» **TO BE DONE**
Write out the entire listing below exactly, with the pictures left out.

» **RECORDS TO USE**
>> start

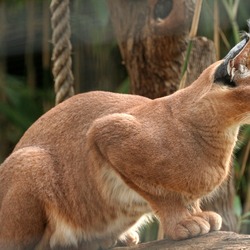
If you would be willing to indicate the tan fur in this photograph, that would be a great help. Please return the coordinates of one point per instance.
(91, 167)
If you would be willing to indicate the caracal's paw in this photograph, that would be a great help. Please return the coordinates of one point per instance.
(213, 218)
(198, 224)
(129, 238)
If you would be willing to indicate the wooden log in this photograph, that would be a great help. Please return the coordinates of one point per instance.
(212, 241)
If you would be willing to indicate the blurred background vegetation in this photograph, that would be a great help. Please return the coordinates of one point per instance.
(26, 84)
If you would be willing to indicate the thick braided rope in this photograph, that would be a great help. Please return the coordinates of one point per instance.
(61, 55)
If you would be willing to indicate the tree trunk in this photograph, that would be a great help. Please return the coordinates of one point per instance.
(211, 241)
(153, 38)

>> end

» **COMPLETE OUTPUT**
If you would be willing to indicate the tan fur in this photograph, that would be a great help. Please return the coordinates of one point per instance.
(91, 167)
If you would be willing to indicate the caracal's paw in this photograph, that would be a great help. Please return the coordinates of one point per instance.
(213, 218)
(198, 224)
(129, 238)
If you would be willing to indicate the wooden log in this photograph, that would be a great help. Please return the coordinates of one point per instance.
(212, 241)
If you would be willing to indicate the blurred background vegetation in this photograph, that would be a great help. Please return the coordinates of one point per instance.
(26, 84)
If you would be willing to indicate the thick braided rope in this photograph, that would be a great help. Please return the coordinates of one point per instance.
(61, 55)
If you would be willing to indicate the tree trunk in this photograph, that would be a great help. Please return the coordinates of one point per instance.
(211, 241)
(153, 38)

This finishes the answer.